◆ Supplied information:
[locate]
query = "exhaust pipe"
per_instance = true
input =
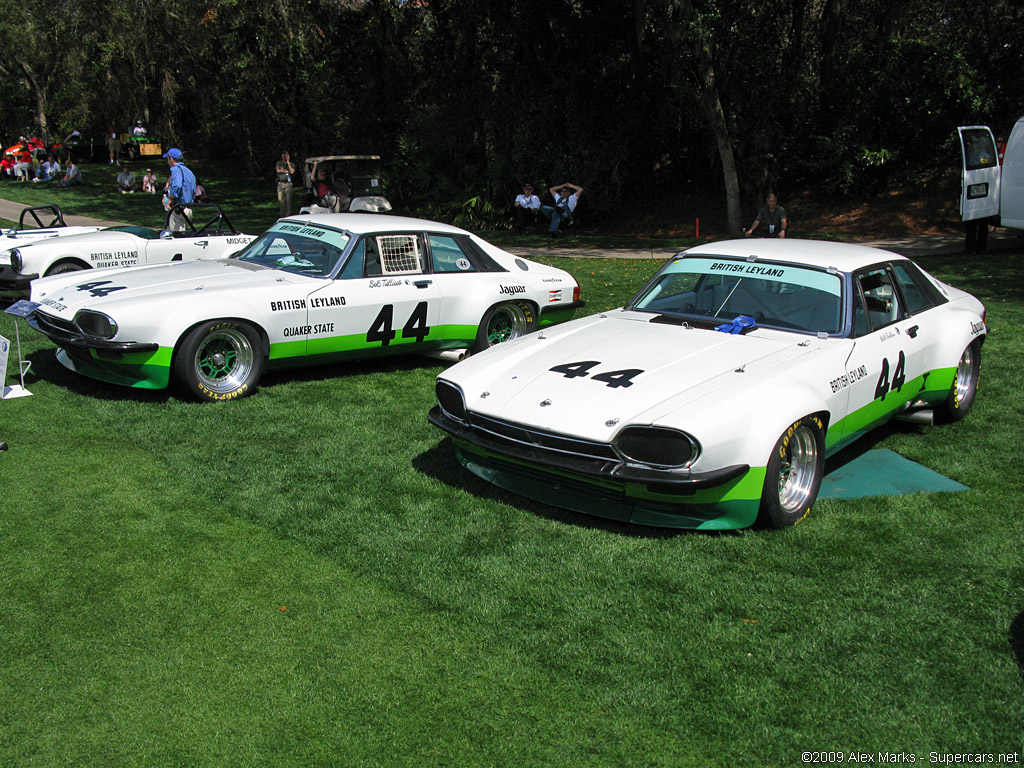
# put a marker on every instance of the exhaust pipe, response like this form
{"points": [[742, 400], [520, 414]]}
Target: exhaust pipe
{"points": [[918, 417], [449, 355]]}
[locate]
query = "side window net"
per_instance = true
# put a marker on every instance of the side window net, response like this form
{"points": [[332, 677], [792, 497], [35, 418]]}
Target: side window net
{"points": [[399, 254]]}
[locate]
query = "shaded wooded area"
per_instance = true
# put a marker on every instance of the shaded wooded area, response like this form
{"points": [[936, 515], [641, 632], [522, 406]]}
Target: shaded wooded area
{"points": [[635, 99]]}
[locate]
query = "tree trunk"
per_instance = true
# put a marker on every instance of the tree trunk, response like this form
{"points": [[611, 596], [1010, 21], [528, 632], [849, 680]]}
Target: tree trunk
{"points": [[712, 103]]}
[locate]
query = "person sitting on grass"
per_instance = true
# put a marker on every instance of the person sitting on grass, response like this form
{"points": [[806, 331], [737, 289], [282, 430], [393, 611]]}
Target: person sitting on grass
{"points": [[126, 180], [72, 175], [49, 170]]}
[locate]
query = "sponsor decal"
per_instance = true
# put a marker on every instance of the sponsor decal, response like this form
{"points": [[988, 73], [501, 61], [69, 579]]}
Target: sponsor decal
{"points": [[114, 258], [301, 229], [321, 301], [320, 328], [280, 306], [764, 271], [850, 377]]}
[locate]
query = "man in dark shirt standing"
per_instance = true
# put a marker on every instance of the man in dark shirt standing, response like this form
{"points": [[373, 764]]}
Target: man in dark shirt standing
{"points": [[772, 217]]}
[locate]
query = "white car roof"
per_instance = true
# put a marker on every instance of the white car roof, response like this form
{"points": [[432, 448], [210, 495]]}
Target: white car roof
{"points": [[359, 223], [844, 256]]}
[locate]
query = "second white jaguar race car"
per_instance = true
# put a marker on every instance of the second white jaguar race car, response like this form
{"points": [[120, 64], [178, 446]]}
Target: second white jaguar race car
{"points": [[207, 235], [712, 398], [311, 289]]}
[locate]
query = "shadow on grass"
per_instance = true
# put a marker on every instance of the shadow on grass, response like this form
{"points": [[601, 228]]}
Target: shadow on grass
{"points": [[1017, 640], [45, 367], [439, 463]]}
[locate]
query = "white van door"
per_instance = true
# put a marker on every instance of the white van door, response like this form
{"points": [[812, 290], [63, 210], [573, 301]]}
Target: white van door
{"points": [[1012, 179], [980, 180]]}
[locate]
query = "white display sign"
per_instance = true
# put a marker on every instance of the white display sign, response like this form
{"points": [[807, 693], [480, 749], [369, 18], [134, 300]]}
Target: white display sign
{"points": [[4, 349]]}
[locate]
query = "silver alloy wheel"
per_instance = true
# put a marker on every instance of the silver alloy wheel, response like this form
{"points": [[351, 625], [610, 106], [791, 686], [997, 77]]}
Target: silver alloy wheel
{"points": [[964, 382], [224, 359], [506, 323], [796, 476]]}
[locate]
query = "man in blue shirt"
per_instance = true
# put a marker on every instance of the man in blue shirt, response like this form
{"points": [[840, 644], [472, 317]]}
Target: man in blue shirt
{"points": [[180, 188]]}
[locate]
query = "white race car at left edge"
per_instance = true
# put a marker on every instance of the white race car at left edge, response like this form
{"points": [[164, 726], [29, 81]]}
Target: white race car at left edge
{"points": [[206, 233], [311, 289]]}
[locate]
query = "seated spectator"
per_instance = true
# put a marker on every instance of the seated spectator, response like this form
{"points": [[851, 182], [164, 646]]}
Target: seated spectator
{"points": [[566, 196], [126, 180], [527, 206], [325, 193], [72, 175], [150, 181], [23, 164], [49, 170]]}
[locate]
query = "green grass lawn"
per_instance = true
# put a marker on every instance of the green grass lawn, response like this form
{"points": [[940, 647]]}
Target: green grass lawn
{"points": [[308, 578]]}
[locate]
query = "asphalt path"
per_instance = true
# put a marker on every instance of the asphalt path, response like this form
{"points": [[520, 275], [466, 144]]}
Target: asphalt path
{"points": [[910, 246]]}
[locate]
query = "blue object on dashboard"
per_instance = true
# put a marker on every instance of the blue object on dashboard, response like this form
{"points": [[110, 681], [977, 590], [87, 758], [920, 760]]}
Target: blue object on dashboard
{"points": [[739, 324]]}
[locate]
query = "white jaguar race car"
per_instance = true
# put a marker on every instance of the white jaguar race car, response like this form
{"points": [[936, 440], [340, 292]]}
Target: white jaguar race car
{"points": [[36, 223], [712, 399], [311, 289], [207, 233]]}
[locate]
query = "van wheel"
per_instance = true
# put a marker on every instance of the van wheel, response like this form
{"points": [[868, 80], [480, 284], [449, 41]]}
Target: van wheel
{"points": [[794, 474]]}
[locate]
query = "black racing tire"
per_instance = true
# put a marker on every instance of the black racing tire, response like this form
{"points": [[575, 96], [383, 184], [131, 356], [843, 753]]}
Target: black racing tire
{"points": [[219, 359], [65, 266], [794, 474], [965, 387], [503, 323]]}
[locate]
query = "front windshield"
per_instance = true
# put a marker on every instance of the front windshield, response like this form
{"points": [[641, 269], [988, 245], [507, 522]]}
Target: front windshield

◆ How to complete this task: Read the entries above, then pull out the lines that include "windshield".

◆ Result:
query = "front windshield"
# put a marker on every instance of the front windshield, response like this form
Target: front windshield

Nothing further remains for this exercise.